[The task] When "this" occurs in a line of the material, copy that line.

[Given information]

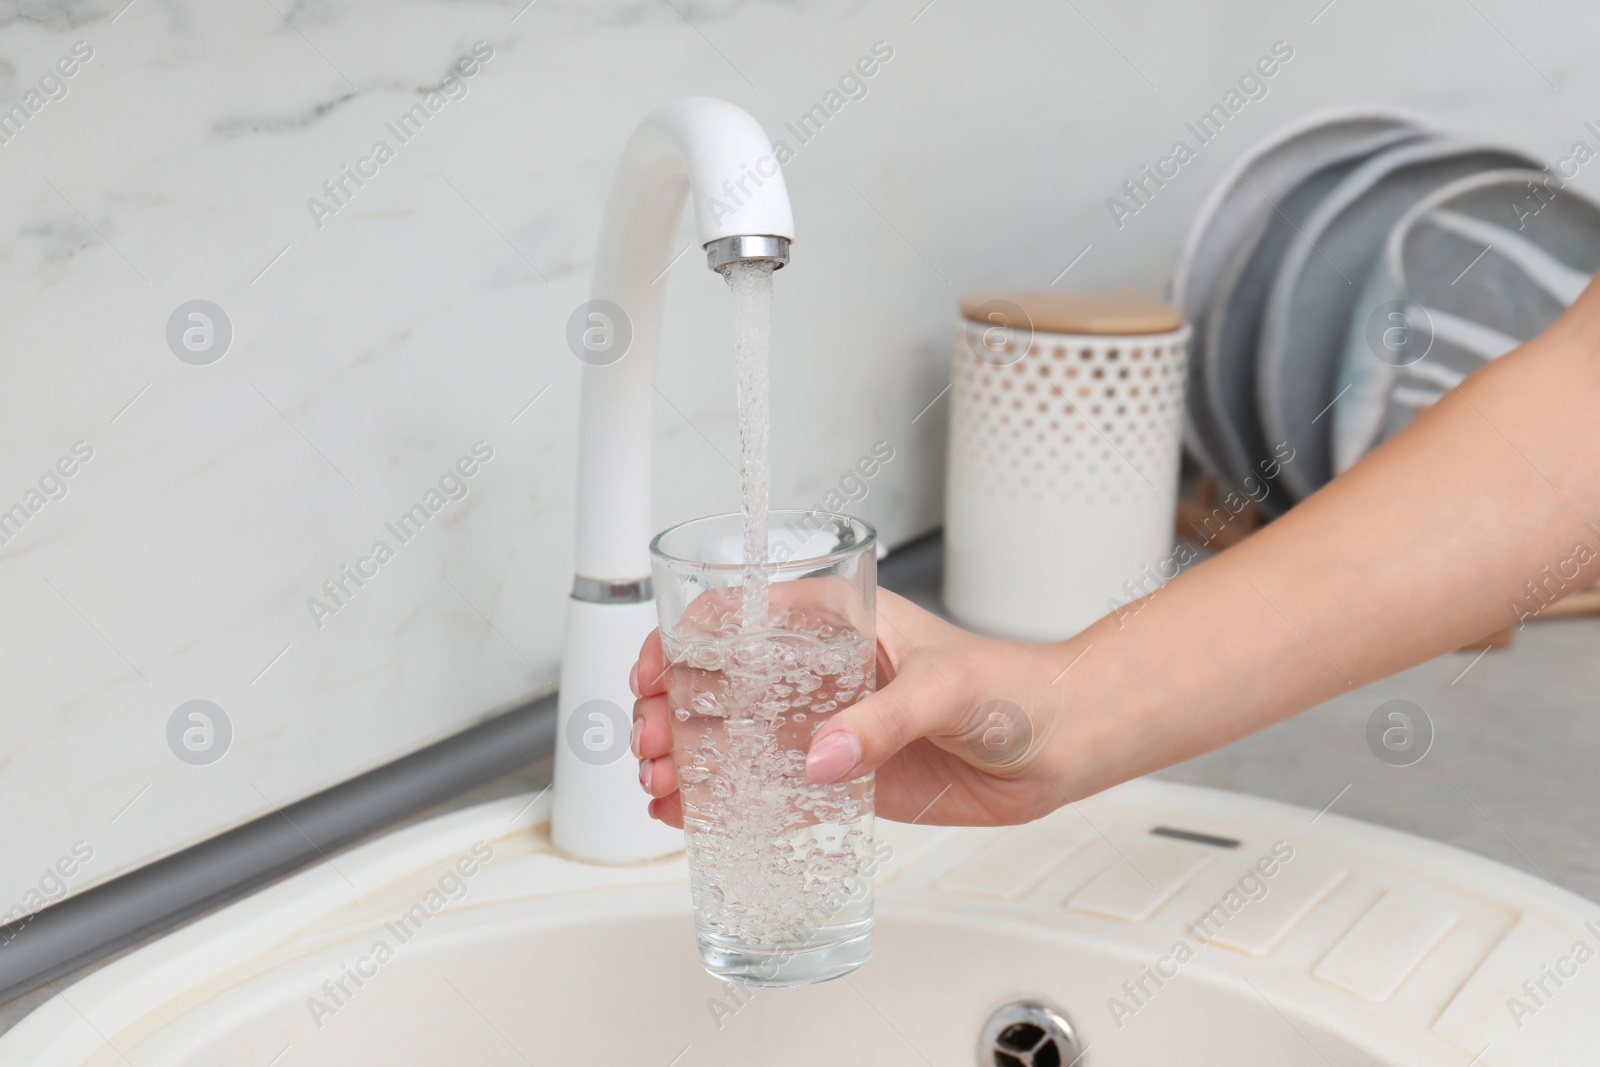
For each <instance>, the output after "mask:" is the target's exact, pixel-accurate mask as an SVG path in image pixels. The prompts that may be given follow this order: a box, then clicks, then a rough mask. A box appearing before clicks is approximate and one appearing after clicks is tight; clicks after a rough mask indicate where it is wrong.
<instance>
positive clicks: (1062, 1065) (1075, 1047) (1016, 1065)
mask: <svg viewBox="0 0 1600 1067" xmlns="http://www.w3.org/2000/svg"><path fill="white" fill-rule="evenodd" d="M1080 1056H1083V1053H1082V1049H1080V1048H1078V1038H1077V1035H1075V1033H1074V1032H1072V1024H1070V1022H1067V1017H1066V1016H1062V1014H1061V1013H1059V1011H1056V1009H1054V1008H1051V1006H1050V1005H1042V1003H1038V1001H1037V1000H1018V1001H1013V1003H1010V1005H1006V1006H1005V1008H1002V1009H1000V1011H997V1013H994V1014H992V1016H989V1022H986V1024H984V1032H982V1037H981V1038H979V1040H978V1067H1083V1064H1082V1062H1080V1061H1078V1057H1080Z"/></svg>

---

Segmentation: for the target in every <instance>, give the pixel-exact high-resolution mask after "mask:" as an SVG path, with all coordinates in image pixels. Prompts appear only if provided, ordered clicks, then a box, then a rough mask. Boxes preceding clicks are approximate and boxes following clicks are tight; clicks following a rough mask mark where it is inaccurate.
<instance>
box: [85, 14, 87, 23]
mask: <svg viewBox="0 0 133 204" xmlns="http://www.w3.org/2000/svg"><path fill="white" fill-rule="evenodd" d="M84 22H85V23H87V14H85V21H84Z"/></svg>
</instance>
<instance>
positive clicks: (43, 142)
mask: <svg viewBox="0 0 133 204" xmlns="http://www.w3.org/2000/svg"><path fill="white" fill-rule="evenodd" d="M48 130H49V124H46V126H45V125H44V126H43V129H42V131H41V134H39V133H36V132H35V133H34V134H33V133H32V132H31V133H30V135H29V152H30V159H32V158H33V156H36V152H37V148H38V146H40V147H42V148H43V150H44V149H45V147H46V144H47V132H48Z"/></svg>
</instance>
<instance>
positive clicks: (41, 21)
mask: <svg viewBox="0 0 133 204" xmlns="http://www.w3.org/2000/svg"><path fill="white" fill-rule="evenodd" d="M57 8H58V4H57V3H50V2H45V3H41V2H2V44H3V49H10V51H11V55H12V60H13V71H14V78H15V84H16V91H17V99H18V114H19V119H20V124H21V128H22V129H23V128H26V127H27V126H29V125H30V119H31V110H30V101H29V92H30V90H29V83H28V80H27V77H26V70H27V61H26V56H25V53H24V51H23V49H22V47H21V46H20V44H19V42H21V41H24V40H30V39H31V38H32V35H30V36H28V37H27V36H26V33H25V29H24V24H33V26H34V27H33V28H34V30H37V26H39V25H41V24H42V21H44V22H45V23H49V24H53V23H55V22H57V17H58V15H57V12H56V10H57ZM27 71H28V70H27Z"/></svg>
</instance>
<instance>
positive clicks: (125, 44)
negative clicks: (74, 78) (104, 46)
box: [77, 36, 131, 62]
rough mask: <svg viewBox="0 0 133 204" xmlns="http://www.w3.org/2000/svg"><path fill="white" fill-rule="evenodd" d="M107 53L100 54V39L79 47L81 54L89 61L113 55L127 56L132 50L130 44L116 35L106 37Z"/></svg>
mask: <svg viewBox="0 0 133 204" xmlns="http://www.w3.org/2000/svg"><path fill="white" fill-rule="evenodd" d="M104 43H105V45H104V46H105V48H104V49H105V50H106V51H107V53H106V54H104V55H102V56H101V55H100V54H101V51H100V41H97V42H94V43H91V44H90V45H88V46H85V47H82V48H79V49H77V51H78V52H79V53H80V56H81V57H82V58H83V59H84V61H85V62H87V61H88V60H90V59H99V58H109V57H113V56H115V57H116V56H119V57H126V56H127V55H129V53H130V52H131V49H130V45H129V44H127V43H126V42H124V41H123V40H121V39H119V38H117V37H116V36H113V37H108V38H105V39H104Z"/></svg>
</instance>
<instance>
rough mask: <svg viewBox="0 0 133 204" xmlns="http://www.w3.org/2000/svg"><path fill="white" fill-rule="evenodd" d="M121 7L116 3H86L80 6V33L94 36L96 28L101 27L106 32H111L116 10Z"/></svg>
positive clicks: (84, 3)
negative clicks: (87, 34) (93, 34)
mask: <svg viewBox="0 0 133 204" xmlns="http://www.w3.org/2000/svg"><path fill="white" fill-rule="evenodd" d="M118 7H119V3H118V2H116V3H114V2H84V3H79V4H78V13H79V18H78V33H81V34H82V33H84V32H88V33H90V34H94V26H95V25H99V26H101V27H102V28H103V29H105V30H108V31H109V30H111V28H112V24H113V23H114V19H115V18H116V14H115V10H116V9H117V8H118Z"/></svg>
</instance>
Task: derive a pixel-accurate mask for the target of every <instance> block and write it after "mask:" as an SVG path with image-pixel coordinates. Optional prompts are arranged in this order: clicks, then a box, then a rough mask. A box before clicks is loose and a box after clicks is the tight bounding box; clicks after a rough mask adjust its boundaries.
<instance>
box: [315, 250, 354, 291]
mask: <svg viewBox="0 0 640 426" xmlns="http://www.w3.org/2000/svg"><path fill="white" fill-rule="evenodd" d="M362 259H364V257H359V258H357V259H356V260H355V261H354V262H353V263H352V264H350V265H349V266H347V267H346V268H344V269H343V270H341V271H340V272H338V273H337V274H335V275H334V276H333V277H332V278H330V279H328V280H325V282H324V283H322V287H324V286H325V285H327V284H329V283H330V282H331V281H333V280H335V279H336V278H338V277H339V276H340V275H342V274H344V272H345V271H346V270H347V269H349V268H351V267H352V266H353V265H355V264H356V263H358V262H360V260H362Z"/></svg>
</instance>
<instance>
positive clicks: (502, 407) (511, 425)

[Result of the exercise]
For each <instance>, the output after "mask:" is the target's exact, pixel-accurate mask as an SVG path in image pixels. The prompts that may be given follow this order: a box, then clicks, then a rough mask. A box appearing before clicks is approximate and one appearing after clicks is tight; clicks after a rough mask indicate where it is wrong.
Task: derive a pixel-accurate mask for the target of every <instance> block and write it after "mask:" as an SVG path with image-pixel coordinates. Optional prompts are arranged in this order: clicks, then a box, then a rough mask. A box before clicks is loose and a box after clicks is the tight bounding box; clicks after a rough mask adjust its boundaries.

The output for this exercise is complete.